(Dataset entries)
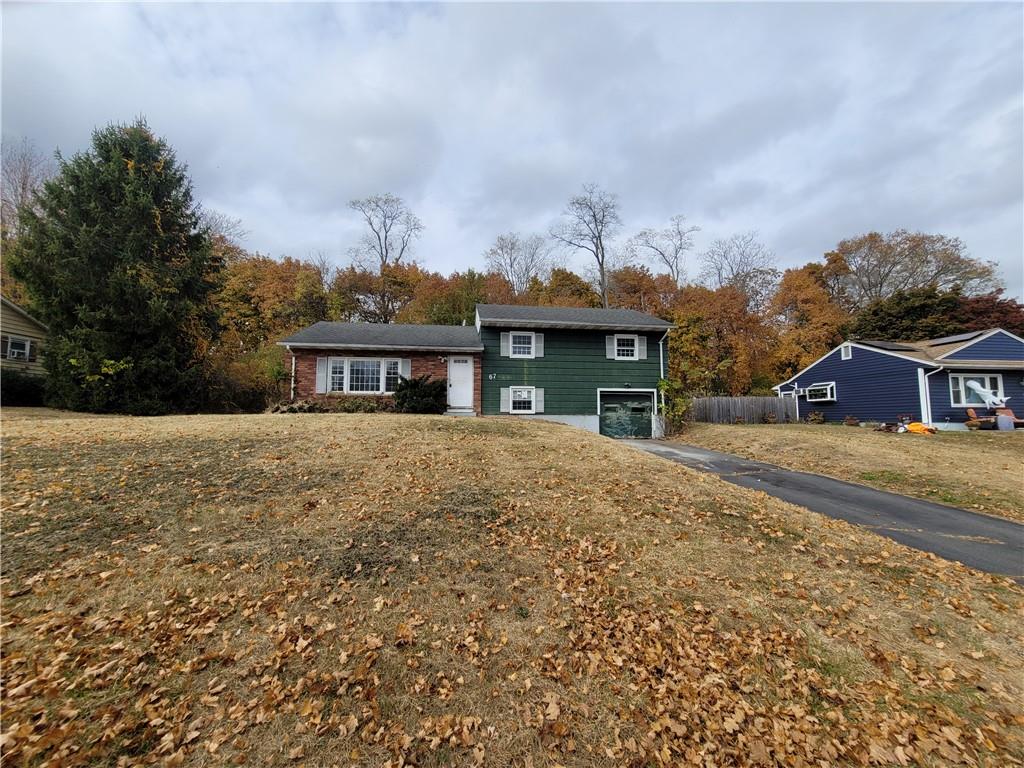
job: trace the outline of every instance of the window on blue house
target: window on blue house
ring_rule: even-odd
[[[853,357],[853,347],[849,344],[843,344],[843,346],[839,348],[839,355],[843,360],[849,360]]]
[[[836,399],[836,383],[824,381],[818,384],[811,384],[804,391],[804,397],[808,403],[827,403]]]
[[[990,373],[949,374],[949,401],[954,406],[969,408],[984,405],[985,397],[978,390],[986,390],[996,397],[1003,396],[1003,377]]]

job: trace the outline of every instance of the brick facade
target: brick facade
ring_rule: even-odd
[[[412,376],[430,376],[432,379],[448,378],[448,355],[468,356],[473,358],[473,410],[480,413],[480,401],[483,383],[481,370],[481,355],[479,352],[402,352],[399,350],[386,350],[372,352],[360,350],[359,352],[345,352],[336,349],[293,349],[285,351],[285,370],[291,371],[292,358],[295,360],[295,399],[308,400],[316,397],[332,397],[332,395],[316,394],[316,359],[318,357],[372,357],[394,360],[396,358],[409,360],[409,368]],[[380,397],[380,395],[346,395],[346,397]]]

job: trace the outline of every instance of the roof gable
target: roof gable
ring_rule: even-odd
[[[958,344],[936,357],[937,360],[1024,360],[1024,339],[1002,328],[992,328]]]
[[[32,315],[30,315],[24,309],[22,309],[17,304],[15,304],[13,301],[8,299],[6,296],[0,296],[0,303],[2,303],[4,305],[4,307],[6,307],[7,309],[9,309],[12,312],[14,312],[14,313],[20,315],[21,317],[25,318],[27,321],[29,321],[33,325],[39,326],[44,331],[49,331],[50,330],[47,327],[46,323],[44,323],[44,322],[42,322],[40,320],[36,320],[34,317],[32,317]]]
[[[917,356],[915,356],[912,353],[898,352],[898,351],[894,351],[894,350],[891,350],[891,349],[883,349],[883,348],[880,348],[880,347],[872,346],[871,344],[862,343],[860,341],[844,341],[842,344],[838,345],[837,347],[833,347],[832,349],[830,349],[828,352],[826,352],[824,355],[819,357],[817,360],[815,360],[813,363],[808,365],[806,368],[803,368],[802,370],[797,371],[796,373],[794,373],[792,376],[790,376],[785,381],[779,382],[774,387],[772,387],[772,389],[778,390],[780,387],[784,387],[787,384],[790,384],[790,383],[796,381],[801,376],[803,376],[805,373],[807,373],[812,368],[814,368],[816,365],[818,365],[819,363],[824,362],[825,360],[830,358],[832,355],[834,355],[837,352],[839,352],[843,347],[851,347],[853,349],[860,349],[860,350],[863,350],[865,352],[872,352],[872,353],[877,354],[877,355],[886,355],[888,357],[899,358],[901,360],[909,361],[911,363],[924,363],[926,365],[931,365],[931,366],[935,366],[936,365],[935,363],[930,363],[927,360],[923,360],[920,357],[917,357]],[[852,363],[853,360],[855,360],[856,358],[857,358],[857,356],[854,355],[849,360],[844,360],[843,362],[844,363]],[[856,367],[856,365],[858,365],[858,364],[859,363],[854,363],[854,367]]]

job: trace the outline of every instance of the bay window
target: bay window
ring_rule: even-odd
[[[836,383],[824,381],[820,384],[811,384],[804,393],[808,403],[828,403],[836,399]]]

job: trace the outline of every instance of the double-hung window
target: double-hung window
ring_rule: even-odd
[[[511,387],[509,389],[509,411],[511,413],[534,412],[533,387]]]
[[[510,334],[509,343],[512,357],[533,357],[534,334],[532,332],[516,333],[513,331]]]
[[[972,405],[984,405],[985,398],[978,390],[1003,396],[1003,377],[991,373],[951,373],[949,374],[949,401],[955,407],[969,408]]]
[[[345,361],[340,358],[331,360],[330,381],[327,382],[328,392],[345,391]]]
[[[637,347],[639,346],[636,336],[623,336],[617,335],[615,337],[615,359],[616,360],[636,360]]]
[[[824,381],[820,384],[811,384],[804,392],[808,403],[827,403],[836,399],[836,383]]]
[[[401,381],[402,374],[398,360],[385,360],[384,361],[384,391],[394,392],[398,389],[398,382]]]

→ **Your goal**
Write out every line of the data that holds the word "gable".

→ **Exercise response**
job: trace the outline of every instance of the roof gable
target: roof gable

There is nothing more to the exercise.